## [TASK BRIEF]
Output every line of the material below as a numbered list, skipping blank lines and leaving out the pictures.

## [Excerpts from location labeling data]
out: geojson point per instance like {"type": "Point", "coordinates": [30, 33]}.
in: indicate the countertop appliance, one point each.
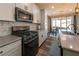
{"type": "Point", "coordinates": [23, 16]}
{"type": "Point", "coordinates": [29, 40]}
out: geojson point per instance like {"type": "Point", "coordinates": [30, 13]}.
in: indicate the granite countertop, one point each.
{"type": "Point", "coordinates": [70, 42]}
{"type": "Point", "coordinates": [5, 40]}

## [TASK RESPONSE]
1. out: geojson point per instance like {"type": "Point", "coordinates": [30, 33]}.
2. in: indicate the countertop appliance, one point each.
3. {"type": "Point", "coordinates": [23, 16]}
4. {"type": "Point", "coordinates": [29, 40]}
5. out: geojson point per instance like {"type": "Point", "coordinates": [30, 13]}.
6. in: indicate the granite countertop, one point each.
7. {"type": "Point", "coordinates": [70, 42]}
8. {"type": "Point", "coordinates": [5, 40]}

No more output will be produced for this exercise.